▶ GIVEN TEXT:
Right-Wing Trolls — From Scalia On Down — Take On The Obamacare Decision

Right-Wing Trolls — From Scalia On Down — Take On The Obamacare Decision

Right wingers are going into apoplexy over the Supreme Court’s decisive 6-3 ruling upholding federal health insurance subsidies under Obamacare — and a lot of it is pretty entertaining.

The decision in the King v. Burwell case is likely to be the last fundamental legal challenge to the Affordable Care Act. (More litigation could certainly be on the way — but it would realistically only affect things at the edges.) And after five years of chasing this law like Captain Ahab chased a very large whale, these people really aren’t happy about it.

Of course, if we’re looking for an unhinged right winger who’s full of soundbites on just about any topic, there’s just no topping a member of the Supreme Court itself — Justice Antonin Scalia — who in his dissenting opinion called the ruling “of course quite absurd, and the Court’s 21 pages of explanation make it no less so.”

“Contrivance, thy name is an opinion on the Affordable Care Act!” Scalia also declared in a parenthetical aside.

In another memorable line, he referred to the Court practicing “interpretive jiggery-pokery.”

Scalia even capped off a section full of legalese, with an insult in the vein of Don Rickles.

The Court claims that the Act must equate federal and state establishment of Exchanges when it defines a qualified individual as someone who (among other things) lives in the “State that established the Exchange […]. Otherwise, the Court says, there would be no qualified individuals on federal Exchanges, contradicting (for example) the provision requiring every Exchange to take the “‘interests of qualified individuals’” into account when selecting health plans. […]. Pure applesauce.

And in an apparent bid to the start a Twitter hashtag, Scalia stated that the Court “rewrites the law to make tax credits available everywhere. We should start calling this law SCOTUScare” — a line that shall surely live on for years in right-wing talk radio and blogs.

Another government official, Mississippi governor Phil Bryant (R), got in on the act at the state level. And in an interesting choice of words at a time when much of the country is looking back on the struggles for civil rights in the Deep South (not to mention the Civil War), Bryant’s fiery statement invokes a lot of familiar old language of state resistance to the federal government.

▶ DATA:
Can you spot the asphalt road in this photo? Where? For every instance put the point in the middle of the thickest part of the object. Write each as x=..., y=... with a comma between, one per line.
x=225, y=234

▶ TO DO:
1. In the article on the Obamacare ruling, what was the Supreme Court's vote in the King v. Burwell decision?
2. Please rewrite the article on the Obamacare ruling between "Scalia even capped" and "radio and blogs.", inclusive, putting "nonsense" in place of "applesauce".

▶ ANSWERS BY TASK:
1. 6-3

2.
Scalia even capped off a section full of legalese, with an insult in the vein of Don Rickles.

The Court claims that the Act must equate federal and state establishment of Exchanges when it defines a qualified individual as someone who (among other things) lives in the “State that established the Exchange […]. Otherwise, the Court says, there would be no qualified individuals on federal Exchanges, contradicting (for example) the provision requiring every Exchange to take the “‘interests of qualified individuals’” into account when selecting health plans. […]. Pure nonsense.

And in an apparent bid to the start a Twitter hashtag, Scalia stated that the Court “rewrites the law to make tax credits available everywhere. We should start calling this law SCOTUScare” — a line that shall surely live on for years in right-wing talk radio and blogs.